Work order 1:
Decide whether each statement below agrees with the discussion thread. Answer yes or no for each, and quote the words from the thread that settle it.
(a) The Quinnipiac poll found Colorado voters backing legalization by 58 percent to 38 percent.
(b) The poll found more support for legalization among women than among men.
(c) The judge who bid on the Lincoln Zephyr did so in the 1950s.
Work order 2: Copy the part of the discussion thread starting at "The biological part." and ending at "form of entertainment.", word for word.

Selected passage:
- - -
Posted on 03/05/2015 6:14:02 AM PST by Ken H
What a couched statement! What aspect of "human life" hasn't "evolved" in your opinion?
Opium WAS legal in the US in the nineteenth century. If you want a direct comparison, try explaining why the US experience was nothing like the Chinese experience. As you make that explanation, take notes because that’s why the East India Trading Company example is completely irrelevant.
One could have to know csomething about history to understand this.
It was a rhetorical question. Don’t bother with it.
Don't judge all by one.
So if the citizens of Colorado vote to make right turns on red illegal, and the Sheriffs don’t like it they can violate the will of the people? Get out.
No one is violating anyone's will. The sheriffs have a valid right to sue. So why shouldn't they? Are they now not entitled to an opinion. One thing is clear here - Colorado drug laws were wrong before - or they are wrong now. Reasonable people think they are wrong now.
That local government law enforcement get funds and assets from targeted ‘law breakers’ is not a recent thing. I recall/remember as a young boy prior to WWII when in the 1940s a judge was a low bidder on a new Lincoln Zephyr taken from a bootlegger after the judge sentenced the bootlegger.
Which "reasonable people" are you talking about?
Those inside or outside of Colorado?
The death penalty for drug dealers is a perfect example of justice.
10-years hard labor for the users. In a perfect world.
Poll: Coloradans Still Favor Legal Pot, But Few Admit to Imbibing
A new Quinnipiac University poll finds that by a margin of 58 percent to 38 percent, Colorado voters back legalization, although support is higher among men than women.
According to the survey, legalization is supported by 63 percent of men, compared to 53 percent of women. Conversely, 44 percent of women oppose legalization, while only 33 percent of men share that view.
What gives them the "right to sue"? They've taken the side of the federal government against the authority of their own state in support of a violation of the 10th Amendment.
The biological part. You know, the binding receptors that the chemicals act upon. They haven't changed much in the last several million years, and certainly even less in the last hundred or so.
Have done so about a gazillion times. Opium was present in the US, but not widely, and it was very much regarded as a medicine and not a form of entertainment.
Once again, it was the civil war that caused widespread opium addiction, (to treat wounded soldiers on both sides) and continuing and growing problems thereafter.
As you make that explanation, take notes because thats why the East India Trading Company example is completely irrelevant.
Doesn't sound like i'm the one that needs to be doing the note taking.
Yes, sugar and coffee are exactly like Opium.
Just as it had been for the previous three thousand years.
that was outwitted, outgunned and outmaneuvered by a dynamic, capitalist, free, tiny little island on the other side of the globe.
- - -
Available data:
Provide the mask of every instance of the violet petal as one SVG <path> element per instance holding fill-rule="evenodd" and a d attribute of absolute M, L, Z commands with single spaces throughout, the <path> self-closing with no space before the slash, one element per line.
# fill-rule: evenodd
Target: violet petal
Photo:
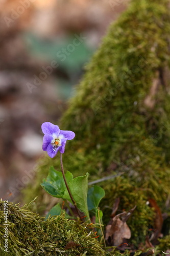
<path fill-rule="evenodd" d="M 60 131 L 60 134 L 64 136 L 64 138 L 66 138 L 67 140 L 72 140 L 75 137 L 75 134 L 71 131 Z"/>
<path fill-rule="evenodd" d="M 42 150 L 44 151 L 46 151 L 47 147 L 49 144 L 51 143 L 53 140 L 53 137 L 51 135 L 44 135 L 43 138 Z"/>
<path fill-rule="evenodd" d="M 57 148 L 54 147 L 51 144 L 49 144 L 46 149 L 47 153 L 50 157 L 53 158 L 57 155 L 60 147 L 61 146 Z"/>
<path fill-rule="evenodd" d="M 65 146 L 66 142 L 67 141 L 66 138 L 63 138 L 61 139 L 61 146 L 60 147 L 60 153 L 63 154 L 64 153 L 65 151 Z"/>
<path fill-rule="evenodd" d="M 58 136 L 60 132 L 58 125 L 55 125 L 50 122 L 43 123 L 41 125 L 41 129 L 45 135 L 52 135 L 53 134 L 55 134 L 57 137 Z"/>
- - -
Answer section 1:
(a) Yes: "by a margin of 58 percent to 38 percent, Colorado voters back legalization"
(b) No: "support is higher among men than women"
(c) No: "prior to WWII when in the 1940s a judge was a low bidder on a new Lincoln Zephyr"

Answer section 2:
The biological part. You know, the binding receptors that the chemicals act upon. They haven't changed much in the last several million years, and certainly even less in the last hundred or so.
Have done so about a gazillion times. Opium was present in the US, but not widely, and it was very much regarded as a medicine and not a form of entertainment.